Semi-programming as a way to simplify life

ByAnnMaria De Mars December 8, 2012December 8, 2012

More about the Los Angeles Basin SAS Users Group (LABSUG) later, but I did want to mention one tangential point from the first presentation. It was on the Graphics Template Language (GTL). The first example was pretty cool, looking at the population pyramid by gender and year for the United States, then for Qatar at the same time. This is obviously hundreds of numbers to plot – age by gender for two countries for two years.

You can read how to make this here, in the paper presented at SAS Global Forum this year, Off the Beaten Path.

So, this plot was cool, but there were others that I looked at the plot and thought, “Gee, I’d just have an artist draw that.”

My take-away from that session was that you COULD graph anything anyway with GTL. Whether it was worth the effort or not is another story.

This brings me to “semi-programming” which is a term I just made up. (Not to be confused with semi-infinite programming, which is actually a thing, or quasi-programming, which is what I was going to call it until I found out that was another actual thing.)

Semi-programming is when it is simpler to program half the solution and do the other half some other way.

SEMI-PROGRAMMING EXAMPLE #1

Let’s say your boss wanted you to create a bubble plot of the relative sizes of all the 14 most popular animal species in the Santa Barbara Zoo and have the bubble size be relative to the mean weight of animals of that species. I’m sure you could do something with SAS or some other program with a gazillion programming statements to draw capybaras and parrots and other species on your chart. Or, you could do the bubble plot, find the 14 animal species photos on wikipedia, paste them on to the plot, dragging each photo to be the right size to just fit over that bubble. You could probably do the whole thing with three statements, a few minutes on google and some copying and pasting and be done in half an hour.

Spare me the question,

“What if you have to do it again?”

My initial reaction is, then you quit because your boss is an ass if she regularly asks you to do stuff like that. Seriously though, you could create a bunch with the semi-programming method in the time it would take you to do ONE purely programming.

SEMI-PROGRAMMING EXAMPLE #2

Not convinced? I had another example today. I want to merge my pretest and posttest groups. Because they are very valuable, I don’t want to lose a single subjects. Unfortunately, our subjects are children and due to very strict concerns about confidentiality, we have no personally identifying information. We merge the data sets by username, by grade, by school. In a few cases, the kids did the test twice. It’s online. They accidentally submitted the test, then realized they had skipped a questioned or two, so they opened it again and continued on the test. (There’s a reason we want them to be able to do that.)

***

▶ What you should do: In the post on semi-programming above, which two countries did the population pyramid example compare?

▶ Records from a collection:
***

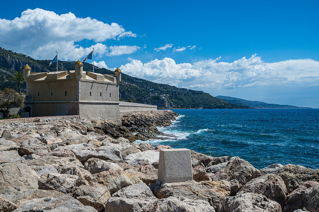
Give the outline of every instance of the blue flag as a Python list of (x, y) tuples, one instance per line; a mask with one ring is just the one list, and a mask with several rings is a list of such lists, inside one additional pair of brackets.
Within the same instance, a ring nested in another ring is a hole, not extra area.
[(52, 60), (52, 61), (50, 62), (50, 65), (49, 65), (49, 66), (51, 66), (51, 64), (52, 64), (52, 63), (57, 62), (58, 62), (57, 56), (58, 55), (57, 54), (56, 55), (56, 56)]
[(86, 56), (86, 57), (84, 58), (84, 60), (82, 62), (84, 62), (84, 61), (85, 61), (85, 60), (87, 59), (88, 59), (89, 60), (92, 60), (92, 55), (93, 54), (93, 51), (91, 52), (91, 53), (89, 54), (89, 55)]

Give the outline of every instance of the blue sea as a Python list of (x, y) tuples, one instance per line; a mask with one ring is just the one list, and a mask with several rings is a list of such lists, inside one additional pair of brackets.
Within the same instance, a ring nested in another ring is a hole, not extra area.
[(181, 116), (159, 130), (178, 138), (147, 142), (238, 156), (258, 169), (274, 163), (319, 168), (319, 109), (172, 110)]

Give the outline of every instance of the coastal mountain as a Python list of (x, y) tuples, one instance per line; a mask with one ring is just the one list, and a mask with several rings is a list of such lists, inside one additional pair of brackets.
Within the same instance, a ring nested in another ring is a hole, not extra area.
[[(0, 89), (10, 88), (18, 90), (16, 83), (9, 80), (14, 72), (21, 71), (26, 64), (32, 72), (47, 72), (56, 70), (56, 65), (49, 67), (50, 60), (37, 60), (21, 53), (13, 52), (0, 47)], [(75, 61), (59, 61), (59, 71), (74, 69)], [(84, 63), (83, 70), (92, 71), (92, 64)], [(106, 68), (94, 66), (94, 72), (114, 74)], [(122, 73), (120, 85), (120, 98), (127, 101), (129, 98), (136, 102), (157, 105), (159, 108), (203, 109), (249, 108), (246, 105), (238, 105), (215, 98), (202, 91), (180, 88), (168, 85), (153, 82)], [(25, 92), (25, 82), (21, 83), (21, 90)]]
[(302, 107), (297, 107), (287, 104), (269, 104), (263, 102), (258, 101), (250, 101), (243, 99), (240, 99), (235, 97), (217, 96), (216, 98), (219, 98), (227, 102), (236, 104), (247, 105), (255, 108), (281, 109), (281, 108), (310, 108)]

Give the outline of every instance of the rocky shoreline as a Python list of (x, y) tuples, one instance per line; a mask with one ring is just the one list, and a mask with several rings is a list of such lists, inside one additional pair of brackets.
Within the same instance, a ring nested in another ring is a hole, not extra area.
[(178, 115), (123, 113), (122, 126), (75, 119), (1, 126), (0, 212), (319, 211), (319, 170), (191, 150), (194, 185), (156, 183), (159, 151)]

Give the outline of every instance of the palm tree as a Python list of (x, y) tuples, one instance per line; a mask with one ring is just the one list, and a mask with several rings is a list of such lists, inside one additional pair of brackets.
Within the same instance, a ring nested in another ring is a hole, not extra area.
[(14, 81), (18, 83), (18, 88), (19, 90), (19, 93), (21, 93), (20, 92), (20, 85), (21, 82), (24, 81), (23, 79), (23, 74), (21, 71), (17, 71), (11, 75), (10, 80)]

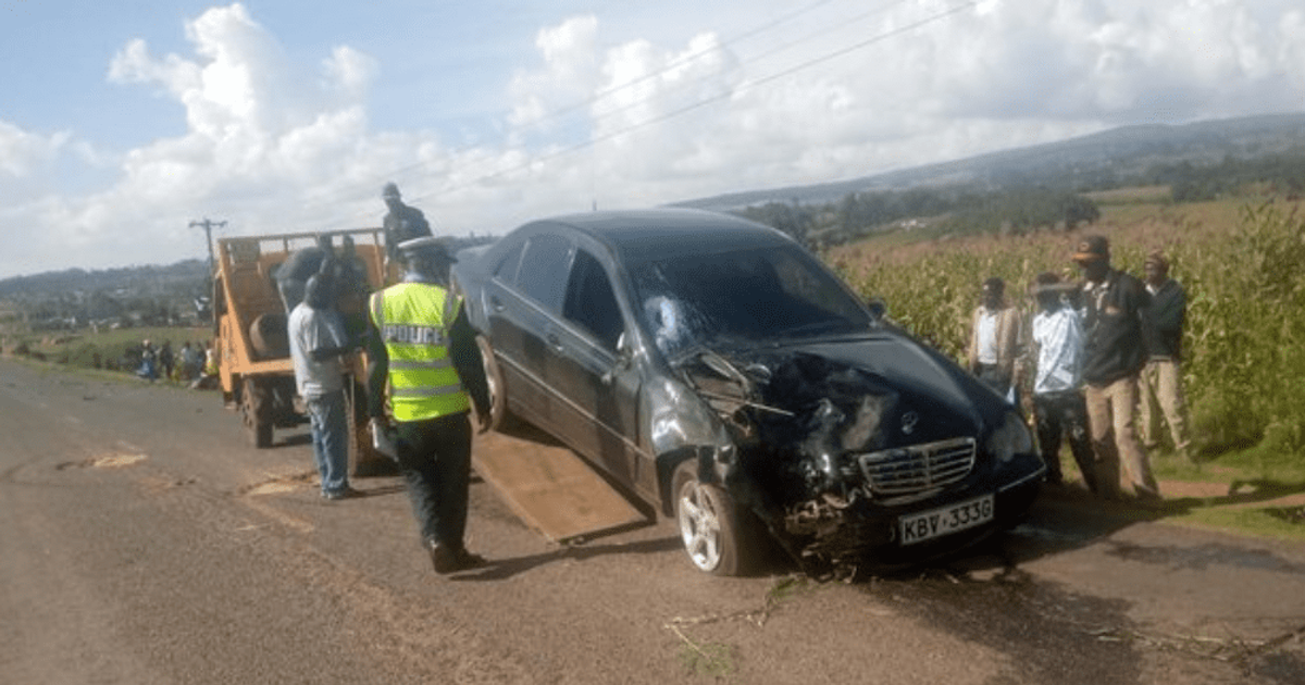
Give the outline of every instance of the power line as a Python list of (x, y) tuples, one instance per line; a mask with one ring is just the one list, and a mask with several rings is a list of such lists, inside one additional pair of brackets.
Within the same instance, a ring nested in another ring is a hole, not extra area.
[(207, 217), (205, 217), (204, 221), (193, 221), (193, 222), (191, 222), (191, 228), (194, 228), (196, 226), (198, 226), (200, 228), (204, 228), (204, 241), (209, 245), (209, 281), (210, 281), (210, 288), (209, 290), (210, 291), (213, 290), (211, 288), (211, 281), (213, 281), (213, 230), (214, 228), (222, 228), (226, 224), (227, 224), (227, 222), (224, 222), (224, 221), (223, 222), (214, 222), (214, 221), (209, 221)]
[(827, 52), (825, 55), (821, 55), (818, 57), (806, 60), (804, 63), (800, 63), (800, 64), (797, 64), (795, 67), (790, 67), (787, 69), (779, 70), (779, 72), (773, 73), (770, 76), (761, 77), (761, 78), (757, 78), (754, 81), (745, 82), (745, 84), (743, 84), (743, 85), (740, 85), (740, 86), (729, 90), (728, 93), (722, 93), (722, 94), (718, 94), (718, 95), (711, 95), (711, 97), (703, 98), (703, 99), (701, 99), (698, 102), (686, 104), (686, 106), (680, 107), (677, 110), (672, 110), (669, 112), (664, 112), (662, 115), (654, 116), (654, 117), (651, 117), (651, 119), (649, 119), (646, 121), (639, 121), (639, 123), (636, 123), (636, 124), (630, 124), (630, 125), (624, 127), (621, 129), (611, 130), (608, 133), (604, 133), (602, 136), (590, 138), (587, 141), (578, 142), (578, 144), (574, 144), (574, 145), (570, 145), (570, 146), (566, 146), (566, 147), (561, 147), (561, 149), (555, 150), (555, 151), (548, 153), (548, 154), (532, 157), (531, 159), (529, 159), (526, 162), (522, 162), (519, 164), (514, 164), (514, 166), (508, 167), (508, 168), (502, 168), (502, 170), (495, 171), (492, 174), (487, 174), (487, 175), (479, 176), (479, 177), (476, 177), (476, 179), (474, 179), (471, 181), (462, 183), (462, 184), (458, 184), (458, 185), (453, 185), (450, 188), (445, 188), (445, 189), (442, 189), (440, 192), (436, 192), (436, 193), (427, 193), (427, 194), (423, 194), (423, 196), (418, 196), (414, 200), (425, 200), (425, 198), (436, 197), (436, 196), (440, 196), (440, 194), (448, 194), (448, 193), (454, 192), (454, 190), (461, 190), (461, 189), (465, 189), (465, 188), (471, 188), (471, 187), (478, 185), (480, 183), (484, 183), (487, 180), (499, 179), (499, 177), (506, 176), (509, 174), (530, 168), (531, 166), (538, 164), (540, 162), (547, 162), (547, 160), (551, 160), (551, 159), (556, 159), (559, 157), (564, 157), (564, 155), (578, 153), (578, 151), (585, 150), (587, 147), (594, 147), (598, 144), (607, 142), (609, 140), (617, 138), (617, 137), (624, 136), (626, 133), (633, 133), (636, 130), (639, 130), (642, 128), (647, 128), (647, 127), (654, 125), (654, 124), (660, 124), (663, 121), (667, 121), (667, 120), (675, 119), (677, 116), (685, 115), (688, 112), (692, 112), (694, 110), (706, 107), (707, 104), (711, 104), (714, 102), (719, 102), (719, 100), (723, 100), (726, 98), (737, 95), (739, 93), (744, 93), (746, 90), (750, 90), (753, 87), (761, 86), (763, 84), (769, 84), (771, 81), (776, 81), (779, 78), (784, 78), (787, 76), (792, 76), (793, 73), (800, 72), (803, 69), (808, 69), (808, 68), (814, 67), (817, 64), (822, 64), (822, 63), (826, 63), (829, 60), (833, 60), (833, 59), (837, 59), (837, 57), (842, 57), (843, 55), (847, 55), (850, 52), (855, 52), (857, 50), (863, 50), (863, 48), (865, 48), (868, 46), (872, 46), (874, 43), (886, 40), (886, 39), (897, 37), (897, 35), (902, 35), (904, 33), (912, 31), (912, 30), (919, 29), (921, 26), (927, 26), (927, 25), (933, 23), (936, 21), (941, 21), (941, 20), (947, 18), (947, 17), (950, 17), (953, 14), (957, 14), (957, 13), (964, 10), (964, 9), (972, 8), (976, 4), (977, 4), (976, 0), (971, 0), (971, 1), (963, 3), (960, 5), (955, 5), (953, 8), (949, 8), (949, 9), (944, 10), (944, 12), (937, 13), (937, 14), (932, 14), (932, 16), (929, 16), (927, 18), (920, 20), (920, 21), (899, 26), (899, 27), (893, 29), (890, 31), (886, 31), (886, 33), (878, 34), (876, 37), (872, 37), (869, 39), (857, 42), (857, 43), (855, 43), (852, 46), (848, 46), (848, 47), (844, 47), (844, 48), (840, 48), (840, 50), (837, 50), (837, 51), (833, 51), (833, 52)]
[[(633, 89), (633, 87), (636, 87), (636, 86), (638, 86), (641, 84), (645, 84), (647, 81), (655, 80), (655, 78), (658, 78), (658, 77), (660, 77), (663, 74), (667, 74), (667, 73), (669, 73), (669, 72), (672, 72), (675, 69), (679, 69), (679, 68), (681, 68), (681, 67), (684, 67), (686, 64), (692, 64), (693, 61), (696, 61), (696, 60), (698, 60), (701, 57), (705, 57), (707, 55), (714, 53), (718, 48), (723, 48), (723, 47), (729, 47), (729, 46), (737, 44), (737, 43), (743, 42), (743, 40), (746, 40), (748, 38), (752, 38), (754, 35), (762, 34), (762, 33), (769, 31), (771, 29), (775, 29), (775, 27), (778, 27), (780, 25), (791, 22), (791, 21), (793, 21), (795, 18), (797, 18), (797, 17), (800, 17), (803, 14), (809, 14), (813, 10), (818, 9), (820, 7), (827, 5), (827, 4), (834, 3), (834, 1), (838, 1), (838, 0), (816, 0), (816, 1), (810, 3), (810, 4), (808, 4), (808, 5), (804, 5), (803, 8), (792, 10), (792, 12), (790, 12), (787, 14), (780, 14), (779, 17), (776, 17), (776, 18), (769, 21), (769, 22), (765, 22), (762, 25), (754, 26), (752, 29), (745, 30), (741, 34), (737, 34), (737, 35), (735, 35), (732, 38), (728, 38), (727, 40), (723, 40), (716, 47), (713, 47), (713, 48), (709, 48), (709, 50), (699, 50), (697, 52), (692, 52), (689, 55), (684, 55), (684, 56), (681, 56), (679, 59), (672, 60), (669, 64), (663, 65), (659, 69), (655, 69), (655, 70), (652, 70), (650, 73), (646, 73), (646, 74), (643, 74), (643, 76), (641, 76), (638, 78), (634, 78), (633, 81), (619, 84), (619, 85), (608, 87), (606, 90), (600, 90), (600, 91), (590, 95), (589, 98), (585, 98), (581, 102), (566, 104), (566, 106), (562, 106), (559, 110), (555, 110), (552, 112), (547, 112), (547, 114), (539, 116), (538, 119), (534, 119), (534, 120), (523, 124), (519, 128), (519, 130), (529, 132), (529, 130), (532, 130), (532, 129), (542, 128), (544, 124), (547, 124), (549, 121), (561, 119), (565, 115), (569, 115), (572, 112), (583, 110), (586, 107), (591, 107), (592, 104), (595, 104), (595, 103), (598, 103), (598, 102), (600, 102), (600, 100), (603, 100), (606, 98), (609, 98), (612, 95), (616, 95), (616, 94), (626, 91), (626, 90), (630, 90), (630, 89)], [(907, 0), (895, 0), (893, 4), (900, 4), (900, 3), (904, 3), (904, 1), (907, 1)], [(848, 20), (848, 21), (859, 21), (859, 20), (864, 18), (867, 14), (869, 14), (869, 13), (860, 14), (857, 17), (853, 17), (852, 20)], [(844, 27), (846, 25), (847, 25), (847, 21), (842, 22), (838, 27)], [(827, 31), (825, 31), (825, 33), (827, 33)], [(808, 37), (808, 39), (810, 37)], [(801, 42), (801, 40), (799, 40), (799, 42)], [(792, 47), (793, 44), (796, 44), (796, 42), (788, 43), (787, 46), (784, 46), (784, 47), (782, 47), (779, 50), (771, 50), (769, 52), (765, 52), (765, 53), (762, 53), (762, 57), (766, 57), (766, 56), (774, 55), (776, 52), (780, 52), (783, 50), (787, 50), (788, 47)], [(748, 64), (750, 61), (753, 61), (753, 60), (745, 60), (743, 64)], [(684, 85), (681, 87), (688, 87), (688, 85)], [(645, 103), (647, 100), (649, 99), (641, 99), (641, 100), (636, 100), (633, 103), (626, 103), (625, 106), (619, 107), (616, 110), (612, 110), (612, 111), (608, 111), (608, 112), (603, 112), (602, 115), (598, 116), (596, 120), (600, 121), (603, 117), (612, 116), (615, 114), (622, 112), (622, 111), (629, 110), (632, 107), (637, 107), (638, 104), (642, 104), (642, 103)], [(459, 153), (465, 153), (465, 151), (468, 151), (471, 149), (474, 149), (474, 147), (463, 147), (462, 150), (452, 150), (449, 154), (450, 155), (457, 155)], [(406, 166), (398, 167), (398, 168), (395, 168), (395, 170), (393, 170), (393, 171), (390, 171), (388, 174), (377, 175), (377, 176), (373, 177), (373, 180), (375, 180), (376, 184), (380, 184), (380, 183), (382, 183), (385, 180), (395, 179), (398, 176), (402, 176), (403, 174), (407, 174), (410, 171), (422, 168), (424, 166), (427, 166), (425, 162), (414, 162), (411, 164), (406, 164)], [(491, 175), (488, 177), (496, 177), (496, 175)], [(420, 200), (423, 197), (427, 197), (427, 196), (415, 196), (415, 197), (412, 197), (410, 200)]]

***

▶ Result of this exercise: The United States and Qatar.